# [GOAL]
Lay out the items below as a numbered list, leaving out any blank lines.

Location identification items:
□ □ □ □ □

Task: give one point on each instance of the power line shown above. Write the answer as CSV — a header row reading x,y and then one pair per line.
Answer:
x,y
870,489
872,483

□ □ □ □ □

# [SOLUTION BELOW]
1. Task: give one point on each instance of the power line shown above. Write the answer as CSV — a header row reading x,y and then one pair per line.
2. Answer:
3. x,y
4. 870,489
5. 872,483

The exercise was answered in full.